▶ [Extracted information]
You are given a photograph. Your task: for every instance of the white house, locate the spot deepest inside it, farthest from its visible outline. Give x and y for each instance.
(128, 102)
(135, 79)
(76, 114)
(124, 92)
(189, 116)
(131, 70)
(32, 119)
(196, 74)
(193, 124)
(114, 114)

▶ [Your instructions] Copy each entry above exactly, character for character.

▶ [Solution to this task]
You are given a photograph. Your task: for every instance of the white house, locate the spot deepest inside it, farthest from its visible outline. Give x and y for each instance.
(128, 102)
(135, 79)
(76, 114)
(124, 92)
(189, 116)
(131, 70)
(32, 119)
(196, 74)
(193, 124)
(114, 114)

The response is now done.